**Exercise brief:** Identify each line in the records below that contains the word "slope" and copy those lines out in full.
___
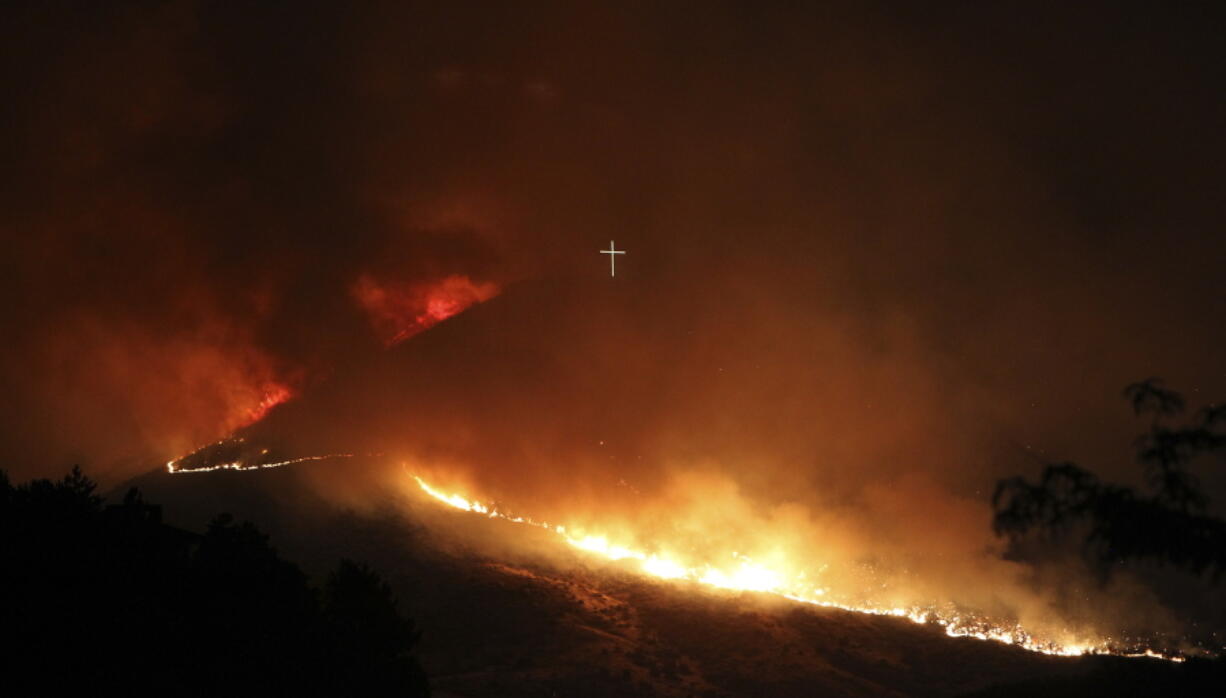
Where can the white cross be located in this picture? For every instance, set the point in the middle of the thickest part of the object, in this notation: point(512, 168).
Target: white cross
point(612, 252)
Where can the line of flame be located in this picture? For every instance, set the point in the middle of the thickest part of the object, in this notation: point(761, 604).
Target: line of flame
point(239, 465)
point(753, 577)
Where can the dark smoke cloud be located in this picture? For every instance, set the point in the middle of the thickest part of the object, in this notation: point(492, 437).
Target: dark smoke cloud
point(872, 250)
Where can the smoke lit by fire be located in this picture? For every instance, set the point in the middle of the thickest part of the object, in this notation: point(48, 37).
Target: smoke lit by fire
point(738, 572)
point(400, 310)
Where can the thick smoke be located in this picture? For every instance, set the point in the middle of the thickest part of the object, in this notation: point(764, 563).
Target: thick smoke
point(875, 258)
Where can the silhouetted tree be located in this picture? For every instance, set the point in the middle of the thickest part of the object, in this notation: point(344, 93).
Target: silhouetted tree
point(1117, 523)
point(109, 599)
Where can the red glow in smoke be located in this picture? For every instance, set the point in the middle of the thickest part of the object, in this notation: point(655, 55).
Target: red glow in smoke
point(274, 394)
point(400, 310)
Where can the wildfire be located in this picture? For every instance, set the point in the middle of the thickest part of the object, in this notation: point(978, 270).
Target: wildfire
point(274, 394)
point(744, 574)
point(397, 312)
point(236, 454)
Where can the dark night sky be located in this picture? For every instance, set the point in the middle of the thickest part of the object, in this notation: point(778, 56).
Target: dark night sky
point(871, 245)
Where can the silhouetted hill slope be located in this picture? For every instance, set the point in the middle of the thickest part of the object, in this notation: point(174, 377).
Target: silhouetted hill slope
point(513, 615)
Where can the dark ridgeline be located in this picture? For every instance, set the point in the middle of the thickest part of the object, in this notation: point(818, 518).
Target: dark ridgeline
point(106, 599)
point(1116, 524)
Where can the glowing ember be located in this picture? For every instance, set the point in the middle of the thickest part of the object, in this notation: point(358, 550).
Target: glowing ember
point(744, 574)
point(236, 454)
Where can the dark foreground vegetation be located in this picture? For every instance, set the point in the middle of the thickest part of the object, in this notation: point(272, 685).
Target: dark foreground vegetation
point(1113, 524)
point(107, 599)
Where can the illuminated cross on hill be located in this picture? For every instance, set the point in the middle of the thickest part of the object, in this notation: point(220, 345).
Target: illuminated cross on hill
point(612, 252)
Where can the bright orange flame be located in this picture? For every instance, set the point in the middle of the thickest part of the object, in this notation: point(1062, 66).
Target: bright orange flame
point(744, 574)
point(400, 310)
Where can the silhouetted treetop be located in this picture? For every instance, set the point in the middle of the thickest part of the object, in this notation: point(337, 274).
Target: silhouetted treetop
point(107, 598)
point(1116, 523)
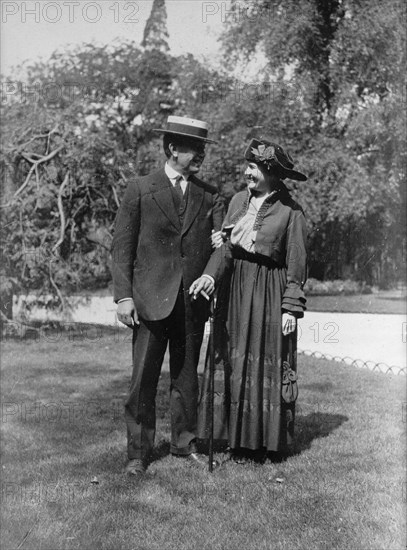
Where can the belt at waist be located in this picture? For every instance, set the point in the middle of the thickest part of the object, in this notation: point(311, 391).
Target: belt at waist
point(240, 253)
___
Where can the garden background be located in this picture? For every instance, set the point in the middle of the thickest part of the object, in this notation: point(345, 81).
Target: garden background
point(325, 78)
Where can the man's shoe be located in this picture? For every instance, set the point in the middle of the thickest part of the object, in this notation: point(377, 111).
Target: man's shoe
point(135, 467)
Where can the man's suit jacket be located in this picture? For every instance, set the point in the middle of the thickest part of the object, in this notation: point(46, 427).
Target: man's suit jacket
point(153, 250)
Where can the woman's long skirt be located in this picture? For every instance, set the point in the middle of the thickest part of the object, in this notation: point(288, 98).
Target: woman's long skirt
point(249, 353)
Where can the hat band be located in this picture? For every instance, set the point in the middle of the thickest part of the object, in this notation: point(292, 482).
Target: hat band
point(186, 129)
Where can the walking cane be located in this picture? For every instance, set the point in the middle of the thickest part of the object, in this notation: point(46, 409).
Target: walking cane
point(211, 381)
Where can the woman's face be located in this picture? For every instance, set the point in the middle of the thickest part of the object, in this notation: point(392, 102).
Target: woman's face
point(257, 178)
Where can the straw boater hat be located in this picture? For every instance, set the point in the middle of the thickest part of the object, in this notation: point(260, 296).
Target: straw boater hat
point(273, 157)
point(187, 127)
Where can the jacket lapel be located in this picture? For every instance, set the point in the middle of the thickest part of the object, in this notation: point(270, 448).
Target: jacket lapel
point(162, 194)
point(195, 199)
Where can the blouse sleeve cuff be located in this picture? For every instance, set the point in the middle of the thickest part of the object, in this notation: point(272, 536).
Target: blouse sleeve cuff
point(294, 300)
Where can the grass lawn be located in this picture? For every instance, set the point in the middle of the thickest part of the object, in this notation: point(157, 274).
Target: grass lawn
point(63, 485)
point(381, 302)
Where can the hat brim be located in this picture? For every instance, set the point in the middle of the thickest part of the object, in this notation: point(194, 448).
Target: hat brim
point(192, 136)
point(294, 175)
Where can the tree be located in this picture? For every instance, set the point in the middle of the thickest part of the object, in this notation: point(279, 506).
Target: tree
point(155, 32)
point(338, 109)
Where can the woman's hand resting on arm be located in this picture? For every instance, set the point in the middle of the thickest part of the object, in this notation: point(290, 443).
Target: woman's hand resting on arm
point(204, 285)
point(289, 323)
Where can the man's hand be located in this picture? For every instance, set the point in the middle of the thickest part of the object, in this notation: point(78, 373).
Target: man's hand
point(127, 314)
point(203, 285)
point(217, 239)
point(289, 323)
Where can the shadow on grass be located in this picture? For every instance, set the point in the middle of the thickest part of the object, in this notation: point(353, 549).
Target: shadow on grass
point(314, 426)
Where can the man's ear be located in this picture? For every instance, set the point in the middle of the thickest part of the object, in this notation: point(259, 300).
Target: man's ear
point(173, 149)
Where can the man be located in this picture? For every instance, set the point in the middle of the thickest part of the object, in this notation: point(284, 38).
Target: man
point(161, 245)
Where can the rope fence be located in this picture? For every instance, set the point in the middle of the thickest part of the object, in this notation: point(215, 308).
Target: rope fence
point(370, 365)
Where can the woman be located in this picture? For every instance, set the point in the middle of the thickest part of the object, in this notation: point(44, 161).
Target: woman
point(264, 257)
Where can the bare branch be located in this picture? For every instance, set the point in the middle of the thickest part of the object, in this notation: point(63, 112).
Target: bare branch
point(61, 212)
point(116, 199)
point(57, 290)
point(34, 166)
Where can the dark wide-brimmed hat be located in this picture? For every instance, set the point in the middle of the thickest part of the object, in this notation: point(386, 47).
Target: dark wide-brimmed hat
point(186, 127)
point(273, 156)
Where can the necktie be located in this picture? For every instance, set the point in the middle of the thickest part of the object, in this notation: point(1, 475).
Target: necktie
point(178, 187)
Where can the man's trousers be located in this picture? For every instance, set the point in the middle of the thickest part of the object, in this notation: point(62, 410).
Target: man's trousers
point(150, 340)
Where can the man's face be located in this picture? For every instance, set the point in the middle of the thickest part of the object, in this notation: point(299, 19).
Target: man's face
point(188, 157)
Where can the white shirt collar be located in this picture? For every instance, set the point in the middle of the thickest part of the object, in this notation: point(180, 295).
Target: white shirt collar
___
**Task solution:**
Where can the silhouetted hill slope be located in this picture? For every instance, set the point in the middle of the thickest part of the object, in this notation: point(174, 377).
Target: silhouetted hill slope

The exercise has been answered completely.